> [What you need to do] Give back the full listing verbatim, apart from its images.

> [Data for processing]

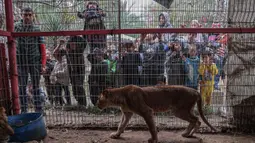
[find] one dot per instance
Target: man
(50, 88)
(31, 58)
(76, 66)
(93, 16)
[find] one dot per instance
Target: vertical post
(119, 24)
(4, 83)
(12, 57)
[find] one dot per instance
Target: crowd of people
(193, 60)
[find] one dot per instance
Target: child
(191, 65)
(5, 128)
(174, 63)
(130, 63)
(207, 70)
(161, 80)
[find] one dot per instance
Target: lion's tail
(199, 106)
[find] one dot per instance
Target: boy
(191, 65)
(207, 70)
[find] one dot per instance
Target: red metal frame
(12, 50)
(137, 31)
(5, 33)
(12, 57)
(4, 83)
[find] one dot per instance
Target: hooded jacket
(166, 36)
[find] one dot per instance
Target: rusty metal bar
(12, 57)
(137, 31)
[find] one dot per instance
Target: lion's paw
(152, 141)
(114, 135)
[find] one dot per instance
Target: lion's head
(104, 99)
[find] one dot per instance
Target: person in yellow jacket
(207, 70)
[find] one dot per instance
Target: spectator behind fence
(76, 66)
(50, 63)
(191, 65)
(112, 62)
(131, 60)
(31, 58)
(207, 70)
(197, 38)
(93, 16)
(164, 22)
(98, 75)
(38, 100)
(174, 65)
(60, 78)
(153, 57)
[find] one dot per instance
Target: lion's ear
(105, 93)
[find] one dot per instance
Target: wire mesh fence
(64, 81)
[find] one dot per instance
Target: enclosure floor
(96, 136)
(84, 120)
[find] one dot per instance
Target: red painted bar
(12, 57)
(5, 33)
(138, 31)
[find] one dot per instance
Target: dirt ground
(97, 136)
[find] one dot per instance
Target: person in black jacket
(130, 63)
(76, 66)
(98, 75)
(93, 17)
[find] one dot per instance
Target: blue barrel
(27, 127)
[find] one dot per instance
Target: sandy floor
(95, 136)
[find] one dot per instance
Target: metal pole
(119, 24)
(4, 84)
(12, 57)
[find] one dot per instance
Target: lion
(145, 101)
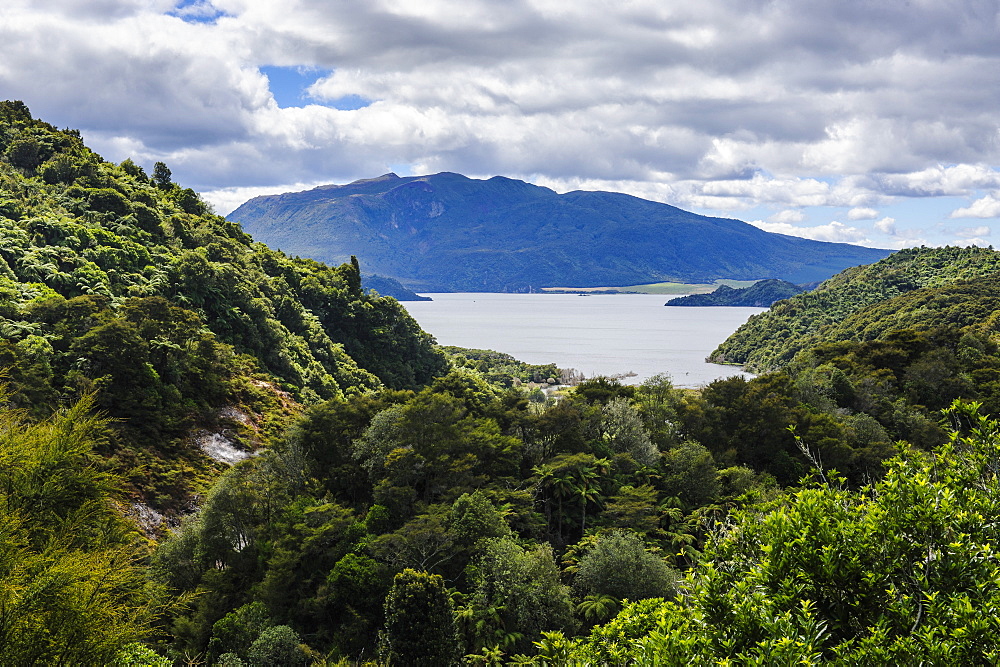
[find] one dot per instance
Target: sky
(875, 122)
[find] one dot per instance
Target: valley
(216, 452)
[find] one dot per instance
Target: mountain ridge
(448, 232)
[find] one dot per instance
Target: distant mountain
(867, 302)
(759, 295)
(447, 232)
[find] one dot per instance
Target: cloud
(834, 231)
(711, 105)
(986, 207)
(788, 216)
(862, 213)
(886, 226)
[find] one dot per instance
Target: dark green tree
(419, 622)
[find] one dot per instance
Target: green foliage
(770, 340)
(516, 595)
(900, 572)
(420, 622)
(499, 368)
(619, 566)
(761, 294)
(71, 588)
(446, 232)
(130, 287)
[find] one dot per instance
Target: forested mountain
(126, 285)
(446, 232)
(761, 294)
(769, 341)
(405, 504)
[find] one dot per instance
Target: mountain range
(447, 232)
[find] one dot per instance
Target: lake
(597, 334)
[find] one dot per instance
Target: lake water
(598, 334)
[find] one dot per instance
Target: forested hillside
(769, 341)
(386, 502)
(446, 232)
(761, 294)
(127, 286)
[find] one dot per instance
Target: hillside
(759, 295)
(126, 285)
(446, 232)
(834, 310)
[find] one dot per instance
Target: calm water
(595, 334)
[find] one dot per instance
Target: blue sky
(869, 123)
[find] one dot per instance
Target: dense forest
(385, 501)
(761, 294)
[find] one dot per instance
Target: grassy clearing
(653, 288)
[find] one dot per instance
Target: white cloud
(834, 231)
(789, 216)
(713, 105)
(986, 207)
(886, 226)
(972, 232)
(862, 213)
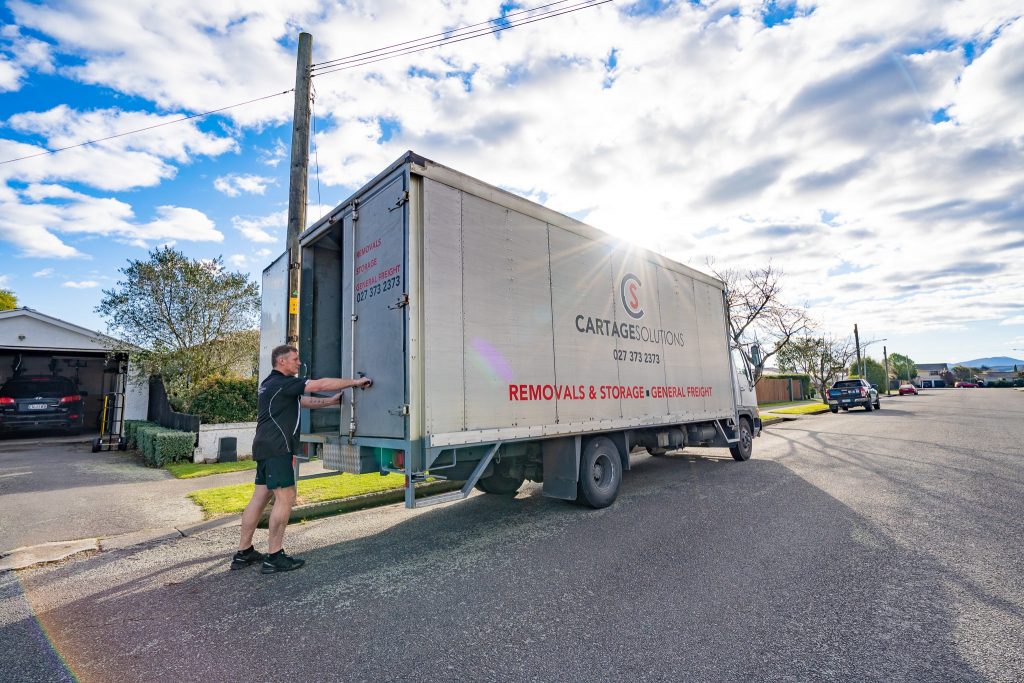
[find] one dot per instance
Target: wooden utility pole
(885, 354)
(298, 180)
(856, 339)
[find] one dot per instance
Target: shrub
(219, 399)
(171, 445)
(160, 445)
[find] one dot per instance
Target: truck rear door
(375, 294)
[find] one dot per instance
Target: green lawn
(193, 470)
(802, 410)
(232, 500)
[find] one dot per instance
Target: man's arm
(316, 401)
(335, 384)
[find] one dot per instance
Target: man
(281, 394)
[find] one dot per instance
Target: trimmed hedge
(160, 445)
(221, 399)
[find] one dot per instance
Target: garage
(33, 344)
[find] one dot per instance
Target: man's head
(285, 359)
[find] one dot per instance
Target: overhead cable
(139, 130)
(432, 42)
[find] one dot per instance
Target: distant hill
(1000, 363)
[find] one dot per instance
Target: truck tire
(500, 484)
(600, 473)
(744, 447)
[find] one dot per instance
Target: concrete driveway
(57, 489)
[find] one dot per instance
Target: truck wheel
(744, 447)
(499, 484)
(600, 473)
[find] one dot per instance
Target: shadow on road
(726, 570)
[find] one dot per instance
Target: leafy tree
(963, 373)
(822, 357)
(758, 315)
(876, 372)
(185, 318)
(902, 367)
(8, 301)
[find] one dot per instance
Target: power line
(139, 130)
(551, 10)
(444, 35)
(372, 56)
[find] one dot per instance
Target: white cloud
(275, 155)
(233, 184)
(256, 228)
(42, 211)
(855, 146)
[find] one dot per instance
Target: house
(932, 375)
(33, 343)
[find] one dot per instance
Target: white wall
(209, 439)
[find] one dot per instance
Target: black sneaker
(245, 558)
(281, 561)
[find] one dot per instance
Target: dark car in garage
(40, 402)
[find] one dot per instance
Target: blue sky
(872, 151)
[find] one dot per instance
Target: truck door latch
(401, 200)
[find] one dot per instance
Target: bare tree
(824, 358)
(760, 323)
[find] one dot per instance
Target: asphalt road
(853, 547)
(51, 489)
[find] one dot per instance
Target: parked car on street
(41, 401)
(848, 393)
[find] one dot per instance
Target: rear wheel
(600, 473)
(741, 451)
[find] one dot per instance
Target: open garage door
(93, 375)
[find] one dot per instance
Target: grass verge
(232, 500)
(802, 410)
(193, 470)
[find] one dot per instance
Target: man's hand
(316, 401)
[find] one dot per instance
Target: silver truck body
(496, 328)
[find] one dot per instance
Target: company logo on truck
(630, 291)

> [Result of the task]
[find] one dot per instance
Target: man
(50, 88)
(31, 58)
(76, 66)
(93, 16)
[find] one dot per instance
Target: vertical post
(119, 24)
(4, 83)
(12, 57)
[find] one dot per instance
Target: crowd of people
(193, 60)
[find] one dot per instance
Target: child
(191, 65)
(5, 128)
(174, 63)
(130, 63)
(207, 70)
(161, 80)
[find] one dot per instance
Target: lion's tail
(199, 106)
[find] one dot per instance
Target: boy
(191, 65)
(207, 70)
[find] one dot per instance
Target: red metal frame
(12, 50)
(137, 31)
(5, 33)
(12, 57)
(4, 83)
[find] one dot per instance
Target: hooded jacket
(166, 36)
[find] one dot per instance
Target: rusty metal bar
(12, 57)
(137, 31)
[find] one dot per instance
Target: lion's paw
(152, 141)
(114, 135)
[find] one dot per instance
Target: lion's head
(104, 99)
[find] one dot per instance
Target: person in yellow jacket
(207, 70)
[find] one dot per instance
Target: spectator behind fence
(76, 66)
(50, 63)
(191, 65)
(112, 62)
(131, 60)
(31, 58)
(207, 70)
(197, 38)
(93, 16)
(164, 22)
(98, 75)
(38, 100)
(174, 65)
(60, 78)
(153, 57)
[find] one dot per instance
Target: lion's ear
(105, 93)
[find] one dot per instance
Target: wire mesh fence
(64, 81)
[find] one dot per instance
Target: enclosure floor
(96, 136)
(84, 120)
[find] one dot per instance
Target: red painted bar
(12, 57)
(5, 33)
(138, 31)
[find] one dot per instance
Target: dirt ground
(97, 136)
[find] one dot per instance
Target: person in black jacket
(130, 63)
(76, 66)
(98, 75)
(93, 17)
[find] one dot per instance
Target: blue barrel
(27, 127)
[find] one dot per instance
Target: sandy floor
(95, 136)
[find] one dot per instance
Target: metal pole
(119, 24)
(4, 84)
(12, 57)
[find] one dot per instance
Target: lion
(145, 101)
[find] one dot per instance
Target: sky
(875, 122)
[find] one dot per instance
Target: valley
(216, 452)
[find] one dot per instance
Target: mountain ridge
(448, 232)
[find] one dot per instance
Target: distant mountain
(867, 302)
(759, 295)
(447, 232)
[find] one dot per instance
Target: cloud
(834, 231)
(711, 105)
(986, 207)
(788, 216)
(862, 213)
(886, 226)
[find] one dot per instance
Target: dark green tree
(419, 622)
[find] one dot per instance
Target: green foliage
(770, 340)
(516, 595)
(900, 572)
(420, 622)
(499, 368)
(619, 566)
(761, 294)
(71, 588)
(446, 232)
(130, 287)
[find] one dot per instance
Target: forested mountain
(126, 285)
(446, 232)
(761, 294)
(769, 341)
(405, 504)
[find] one dot per instance
Target: mountain range
(447, 232)
[find] one dot per instance
Target: lake
(597, 334)
[find] one dot per instance
Target: lake water
(598, 334)
[find] one dot per instance
Target: forested hillside
(769, 341)
(386, 502)
(446, 232)
(761, 294)
(127, 286)
[find] one dot per instance
Target: hillside
(759, 295)
(126, 285)
(446, 232)
(834, 310)
[find] one dot per instance
Target: calm water
(595, 334)
[find] one dot per instance
Target: blue sky
(869, 123)
[find] one dot per instance
Target: dense forest
(385, 501)
(761, 294)
[find] one dot per instance
Target: grassy clearing
(653, 288)
[find] one dot per instance
Target: white cloud
(834, 231)
(789, 216)
(713, 105)
(986, 207)
(886, 226)
(972, 232)
(862, 213)
[find] one dot per instance
Target: wooden utility pole
(885, 354)
(298, 180)
(856, 339)
[find] one dot per instance
Target: shrub
(219, 399)
(171, 445)
(160, 445)
[find] one dot per instance
Target: truck rear door
(375, 294)
[find] one dot per instance
Target: green lawn
(193, 470)
(802, 410)
(232, 500)
[find] one dot per instance
Target: man's arm
(316, 401)
(335, 384)
[find] one dot per instance
Target: man
(281, 394)
[find] one dot per instance
Target: trimmed hedge
(160, 445)
(221, 399)
[find] one dot per instance
Target: garage
(33, 344)
[find] one dot per instance
Target: man's head
(285, 359)
[find] one dot per instance
Target: overhead cable
(139, 130)
(432, 42)
[find] one dot per instance
Target: distant hill
(1000, 363)
[find] one dot per instance
Target: truck tire
(500, 484)
(600, 473)
(744, 447)
[find] one dot per instance
Target: concrete driveway
(57, 489)
[find] one dot per instance
Target: truck wheel
(744, 447)
(499, 484)
(600, 473)
[find] one dot per instance
Target: shadow on road
(726, 570)
[find] one dot per instance
Target: leafy tree
(963, 373)
(822, 357)
(758, 315)
(876, 372)
(185, 318)
(902, 367)
(8, 301)
[find] one dot per instance
Target: power line
(139, 130)
(551, 10)
(444, 35)
(372, 56)
[find] one dot per instance
Target: white cloud
(275, 155)
(233, 184)
(256, 228)
(42, 211)
(855, 146)
[find] one dot per instance
Target: house
(932, 375)
(33, 343)
[find] one dot per instance
Target: white wall
(209, 439)
[find] one dot per instance
Target: black sneaker
(245, 558)
(281, 561)
[find] one dot per instance
Target: dark car in garage
(40, 402)
[find] one dot per instance
Target: blue sky
(872, 151)
[find] one dot per instance
Target: truck door latch
(401, 200)
[find] one dot per instance
Target: bare tree
(824, 358)
(760, 323)
[find] one dot per instance
Target: asphalt road
(853, 547)
(51, 489)
[find] one dot per instance
Target: parked car on street
(41, 401)
(848, 393)
[find] one dot per instance
Target: rear wheel
(600, 473)
(741, 451)
[find] one dot per instance
Target: open garage door
(93, 375)
[find] one dot per instance
Target: grass verge
(232, 500)
(802, 410)
(193, 470)
[find] one dot per instance
Target: man's hand
(316, 401)
[find] one dot per instance
Target: silver truck body
(496, 328)
[find] one dot per instance
Target: company logo on truck
(630, 291)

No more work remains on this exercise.